• **TASK DETAILS**
Give back every record exactly as written.

• **RECORDS SHOWN**
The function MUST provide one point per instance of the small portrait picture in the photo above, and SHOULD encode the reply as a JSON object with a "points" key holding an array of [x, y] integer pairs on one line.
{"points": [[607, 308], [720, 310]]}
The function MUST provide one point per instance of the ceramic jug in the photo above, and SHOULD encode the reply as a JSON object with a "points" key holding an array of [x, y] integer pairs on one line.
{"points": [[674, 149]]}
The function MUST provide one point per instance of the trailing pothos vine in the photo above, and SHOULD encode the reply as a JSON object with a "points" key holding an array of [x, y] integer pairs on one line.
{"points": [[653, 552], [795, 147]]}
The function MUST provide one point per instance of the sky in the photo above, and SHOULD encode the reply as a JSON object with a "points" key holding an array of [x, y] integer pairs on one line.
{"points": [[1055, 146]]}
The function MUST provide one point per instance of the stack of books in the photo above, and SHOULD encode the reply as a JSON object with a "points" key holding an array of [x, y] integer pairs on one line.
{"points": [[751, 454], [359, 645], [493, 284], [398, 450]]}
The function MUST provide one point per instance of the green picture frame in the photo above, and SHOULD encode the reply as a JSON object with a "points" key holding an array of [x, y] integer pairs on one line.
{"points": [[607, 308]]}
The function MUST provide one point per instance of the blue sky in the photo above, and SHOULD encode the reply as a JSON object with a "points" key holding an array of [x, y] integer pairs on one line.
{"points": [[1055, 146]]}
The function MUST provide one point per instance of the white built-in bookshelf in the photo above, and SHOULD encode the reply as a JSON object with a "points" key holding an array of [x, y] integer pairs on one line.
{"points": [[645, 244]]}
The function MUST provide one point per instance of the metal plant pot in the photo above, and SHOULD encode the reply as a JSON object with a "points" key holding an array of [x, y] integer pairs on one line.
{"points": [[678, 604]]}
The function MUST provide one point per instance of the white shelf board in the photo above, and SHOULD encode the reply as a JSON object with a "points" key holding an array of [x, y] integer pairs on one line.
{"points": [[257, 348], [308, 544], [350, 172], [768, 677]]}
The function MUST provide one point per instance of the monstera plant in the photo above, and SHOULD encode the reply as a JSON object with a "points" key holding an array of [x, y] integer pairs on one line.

• **RESULT**
The function MUST provide one point per instance of the small portrait picture in the photo above, and SHOULD encode the reply as a JSON object with a "points" key holding an array of [x, y] integer pairs on one line.
{"points": [[607, 308], [720, 310]]}
The function MUST provide one point per instance of the ceramic jug in the photo above, and SHOULD encode the reply as a JSON object with a "points" key holding an array of [x, y] integer pairs on one line.
{"points": [[674, 149]]}
The function MUST provide one point per instance of the trailing pothos vine in the photo above, and SHOULD encode the reply as a JSON object with a "points" key holding an array of [x, y] integer pairs on one line.
{"points": [[653, 552], [795, 147]]}
The function MUST provide one point per instance of the sky in the photo above, and SHOULD encode the reply as a JSON object with a "points" key holding an array of [x, y] integer pairs on one line.
{"points": [[1055, 146]]}
The function MUST provide one point per instance of the stack of books in the photo above, and SHOULD encode the reply as a JSON object with a "points" key holding an array of [x, y] integer pairs on one line.
{"points": [[751, 454], [359, 645], [493, 284], [398, 450]]}
The function MUST provide one point per instance of the green picture frame in the photo above, and SHOULD encode the reply as a JSON object with a "points" key holding an array of [x, y] integer pairs on one line.
{"points": [[607, 308]]}
The function MUST provide one point per instance of the blue sky in the photo above, and SHOULD encode the reply as a JSON object with a "points" key holding an array of [x, y] integer pairs on one line.
{"points": [[1055, 146]]}
The function MUST provide one point per instance of the white built-in bookshelf in the photo above, and SHOULD encode the reply as a JSON object with a "points" key holding an array of [x, y] integer pairs on one line.
{"points": [[645, 244]]}
The function MUST provide one point per instance of the metal plant pot in the photo above, and SHOULD encode the reply as a JSON object with a "points" key holding an array of [x, y] integer pairs on one line.
{"points": [[678, 604]]}
The function MUST provide one point per instance of the white shelf board in the photo above, and SHOULD encode the reply as a JSON object with a "points" key holding an array of [x, y] integer pairs on one line.
{"points": [[257, 348], [308, 544], [350, 172], [768, 677]]}
The function MUST provide one point per instance of the monstera plant in the photo above, and SHOULD encode the reply as a JSON object with a "points" key holding an array of [x, y] integer pairs on one line.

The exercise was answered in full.